Natural language region descriptions:
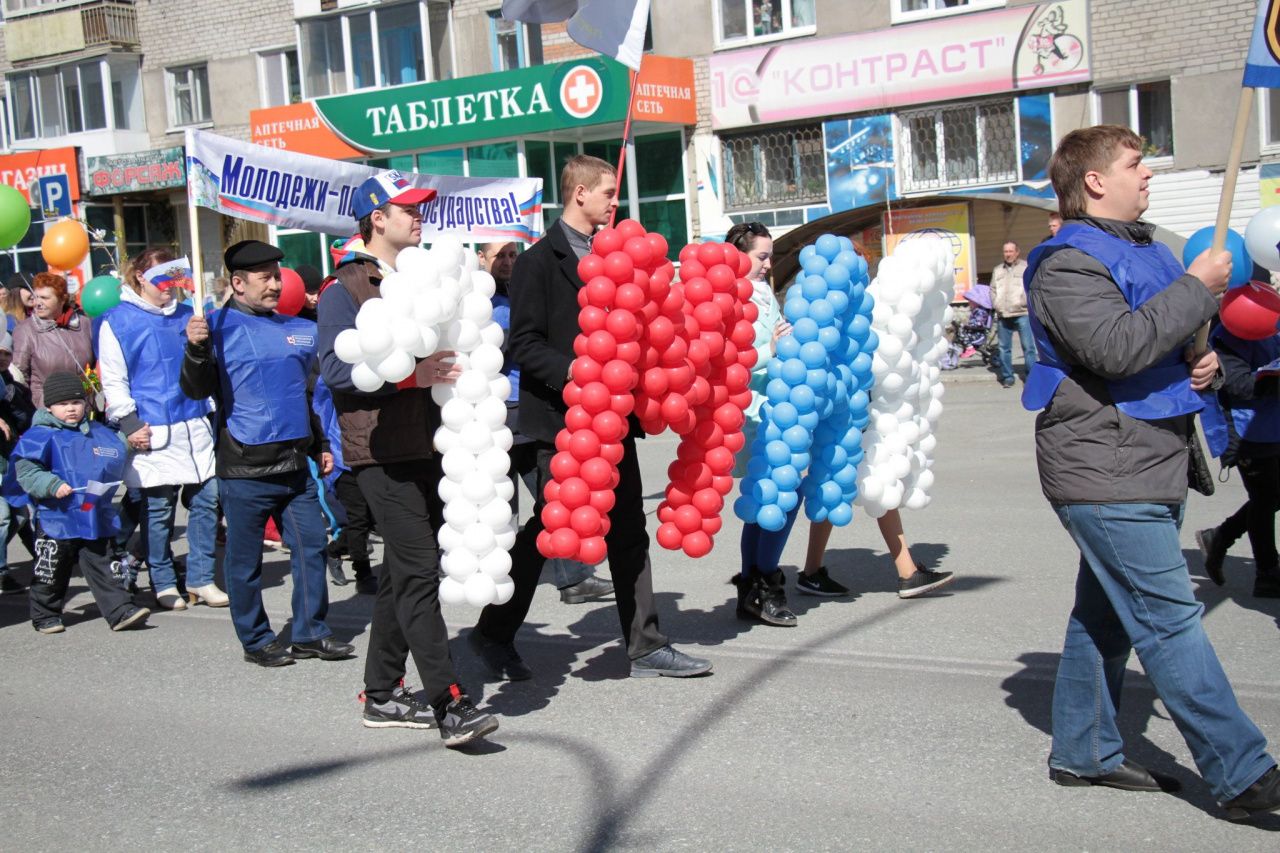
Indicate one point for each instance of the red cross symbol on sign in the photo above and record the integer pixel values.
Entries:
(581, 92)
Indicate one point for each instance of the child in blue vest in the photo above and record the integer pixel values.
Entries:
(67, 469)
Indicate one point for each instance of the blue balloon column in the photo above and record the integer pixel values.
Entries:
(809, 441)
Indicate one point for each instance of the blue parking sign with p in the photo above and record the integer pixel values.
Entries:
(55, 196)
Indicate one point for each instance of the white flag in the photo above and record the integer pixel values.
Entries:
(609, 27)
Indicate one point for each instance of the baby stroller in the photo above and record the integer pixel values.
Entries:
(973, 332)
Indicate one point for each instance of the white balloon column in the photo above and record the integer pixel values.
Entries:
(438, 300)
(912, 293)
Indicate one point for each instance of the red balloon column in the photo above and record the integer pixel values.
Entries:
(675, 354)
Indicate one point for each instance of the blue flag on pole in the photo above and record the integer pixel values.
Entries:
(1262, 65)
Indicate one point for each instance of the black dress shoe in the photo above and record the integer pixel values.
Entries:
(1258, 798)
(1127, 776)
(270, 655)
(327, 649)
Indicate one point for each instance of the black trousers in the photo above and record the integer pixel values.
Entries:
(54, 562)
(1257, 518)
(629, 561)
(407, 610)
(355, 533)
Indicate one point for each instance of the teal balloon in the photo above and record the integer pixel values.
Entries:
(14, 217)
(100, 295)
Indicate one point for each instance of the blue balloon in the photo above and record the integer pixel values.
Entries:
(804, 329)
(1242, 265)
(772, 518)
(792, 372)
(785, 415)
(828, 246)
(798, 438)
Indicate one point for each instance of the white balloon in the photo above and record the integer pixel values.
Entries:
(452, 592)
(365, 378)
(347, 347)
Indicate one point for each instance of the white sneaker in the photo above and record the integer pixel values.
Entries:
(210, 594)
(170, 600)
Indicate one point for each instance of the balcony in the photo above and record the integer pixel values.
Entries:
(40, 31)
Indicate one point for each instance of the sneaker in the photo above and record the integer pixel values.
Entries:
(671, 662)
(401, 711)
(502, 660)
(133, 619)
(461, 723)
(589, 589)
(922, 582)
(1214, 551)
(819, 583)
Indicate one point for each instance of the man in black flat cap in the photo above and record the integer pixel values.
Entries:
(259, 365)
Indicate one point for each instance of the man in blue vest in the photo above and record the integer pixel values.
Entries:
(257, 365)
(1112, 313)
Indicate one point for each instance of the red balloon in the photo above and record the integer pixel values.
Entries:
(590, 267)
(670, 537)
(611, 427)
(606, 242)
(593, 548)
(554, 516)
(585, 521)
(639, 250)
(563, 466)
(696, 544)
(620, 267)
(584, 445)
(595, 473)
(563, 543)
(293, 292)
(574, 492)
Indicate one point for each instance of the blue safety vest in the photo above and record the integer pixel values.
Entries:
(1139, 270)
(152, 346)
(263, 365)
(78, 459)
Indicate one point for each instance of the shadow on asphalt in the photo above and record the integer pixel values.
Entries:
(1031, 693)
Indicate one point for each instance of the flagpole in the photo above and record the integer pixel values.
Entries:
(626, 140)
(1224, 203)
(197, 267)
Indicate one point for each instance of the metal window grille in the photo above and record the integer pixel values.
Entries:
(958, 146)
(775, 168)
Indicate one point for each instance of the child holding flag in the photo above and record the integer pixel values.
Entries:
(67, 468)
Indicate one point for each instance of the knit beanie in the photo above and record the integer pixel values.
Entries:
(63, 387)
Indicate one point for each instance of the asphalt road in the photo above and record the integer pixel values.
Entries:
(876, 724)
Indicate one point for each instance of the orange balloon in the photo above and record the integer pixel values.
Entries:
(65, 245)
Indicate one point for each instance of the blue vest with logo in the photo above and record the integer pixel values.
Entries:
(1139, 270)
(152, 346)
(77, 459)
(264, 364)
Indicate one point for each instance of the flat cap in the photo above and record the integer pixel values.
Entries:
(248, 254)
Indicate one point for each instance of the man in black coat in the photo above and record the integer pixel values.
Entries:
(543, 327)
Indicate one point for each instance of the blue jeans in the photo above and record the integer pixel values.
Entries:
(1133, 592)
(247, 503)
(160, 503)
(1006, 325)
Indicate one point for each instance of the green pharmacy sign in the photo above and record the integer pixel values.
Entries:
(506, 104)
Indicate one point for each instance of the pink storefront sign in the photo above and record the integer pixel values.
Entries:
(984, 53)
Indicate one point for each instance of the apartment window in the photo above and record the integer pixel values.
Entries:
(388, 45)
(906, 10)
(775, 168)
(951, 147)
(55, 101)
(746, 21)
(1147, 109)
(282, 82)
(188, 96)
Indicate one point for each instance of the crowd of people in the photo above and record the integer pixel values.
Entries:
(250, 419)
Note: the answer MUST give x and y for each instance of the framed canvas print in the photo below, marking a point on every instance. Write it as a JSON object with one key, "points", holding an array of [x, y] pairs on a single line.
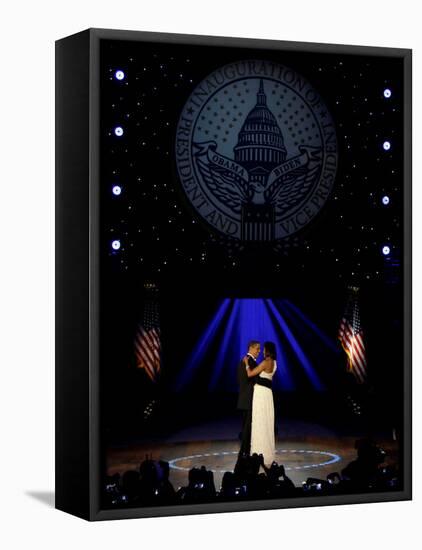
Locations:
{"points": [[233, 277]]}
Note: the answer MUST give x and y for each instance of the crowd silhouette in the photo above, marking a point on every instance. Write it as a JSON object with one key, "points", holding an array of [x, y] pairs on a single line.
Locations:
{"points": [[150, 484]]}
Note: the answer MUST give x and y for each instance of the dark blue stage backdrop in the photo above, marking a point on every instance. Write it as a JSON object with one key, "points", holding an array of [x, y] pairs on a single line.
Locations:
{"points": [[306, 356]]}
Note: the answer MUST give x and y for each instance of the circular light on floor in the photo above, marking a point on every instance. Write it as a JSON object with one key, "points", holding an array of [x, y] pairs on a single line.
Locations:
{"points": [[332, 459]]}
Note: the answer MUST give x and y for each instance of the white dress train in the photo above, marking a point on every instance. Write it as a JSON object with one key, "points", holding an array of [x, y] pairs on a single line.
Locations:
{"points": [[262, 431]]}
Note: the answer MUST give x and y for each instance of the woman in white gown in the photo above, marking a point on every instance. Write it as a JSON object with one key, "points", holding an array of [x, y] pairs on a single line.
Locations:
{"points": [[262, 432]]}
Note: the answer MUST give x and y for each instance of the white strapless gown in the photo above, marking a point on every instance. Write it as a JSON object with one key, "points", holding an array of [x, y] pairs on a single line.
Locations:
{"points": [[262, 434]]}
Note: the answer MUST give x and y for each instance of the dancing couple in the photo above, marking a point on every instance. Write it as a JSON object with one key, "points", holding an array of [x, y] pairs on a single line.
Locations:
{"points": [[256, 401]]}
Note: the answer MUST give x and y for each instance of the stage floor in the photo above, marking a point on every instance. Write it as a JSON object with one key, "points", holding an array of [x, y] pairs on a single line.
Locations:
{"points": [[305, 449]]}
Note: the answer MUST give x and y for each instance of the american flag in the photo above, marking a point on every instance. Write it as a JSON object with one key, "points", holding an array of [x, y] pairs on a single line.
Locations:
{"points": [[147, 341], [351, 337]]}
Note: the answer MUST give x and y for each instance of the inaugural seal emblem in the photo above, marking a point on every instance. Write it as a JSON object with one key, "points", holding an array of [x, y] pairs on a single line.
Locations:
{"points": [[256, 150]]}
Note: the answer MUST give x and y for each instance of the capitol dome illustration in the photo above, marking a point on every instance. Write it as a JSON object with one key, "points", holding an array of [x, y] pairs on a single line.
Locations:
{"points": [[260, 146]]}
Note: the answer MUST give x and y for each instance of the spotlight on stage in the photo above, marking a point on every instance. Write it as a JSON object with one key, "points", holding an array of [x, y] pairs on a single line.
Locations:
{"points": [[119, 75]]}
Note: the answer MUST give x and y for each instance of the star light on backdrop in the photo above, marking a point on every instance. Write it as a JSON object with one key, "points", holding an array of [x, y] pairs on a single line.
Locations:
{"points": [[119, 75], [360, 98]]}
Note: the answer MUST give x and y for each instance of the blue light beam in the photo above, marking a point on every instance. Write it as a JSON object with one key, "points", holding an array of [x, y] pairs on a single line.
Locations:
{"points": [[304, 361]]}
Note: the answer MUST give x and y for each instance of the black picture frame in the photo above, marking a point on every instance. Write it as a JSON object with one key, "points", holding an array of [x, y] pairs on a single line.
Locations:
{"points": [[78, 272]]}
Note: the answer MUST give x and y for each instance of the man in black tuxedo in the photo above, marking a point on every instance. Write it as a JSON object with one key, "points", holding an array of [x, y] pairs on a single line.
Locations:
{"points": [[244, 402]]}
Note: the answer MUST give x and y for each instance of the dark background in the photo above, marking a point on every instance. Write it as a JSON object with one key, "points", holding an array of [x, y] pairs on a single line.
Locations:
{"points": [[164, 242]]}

## TO DO
Wherever the string "dress" appears in a line of the records, copy that line.

## EXERCISE SOLUTION
Indicate one point for each instance of the black dress shoe in the photo above and record the integer pixel values.
Note: the answer MUST give x and y for each instance of the white dress train in the photo above, marking a point on every instance. Write it as a JSON object with one key, "points", holding an array of [x, y] pairs on a single line.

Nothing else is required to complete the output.